*Your objective*
Reproduce every line of the listing below, requests included, and shift each point coordinate in the answers by -45.

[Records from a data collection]
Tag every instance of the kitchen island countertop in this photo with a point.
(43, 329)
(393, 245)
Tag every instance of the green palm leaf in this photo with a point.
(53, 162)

*Answer to the problem*
Tag every instance of the kitchen island countertop in this photo with a point.
(-2, 284)
(348, 200)
Tag every instance of the green palm leaf in this photo with a point.
(8, 117)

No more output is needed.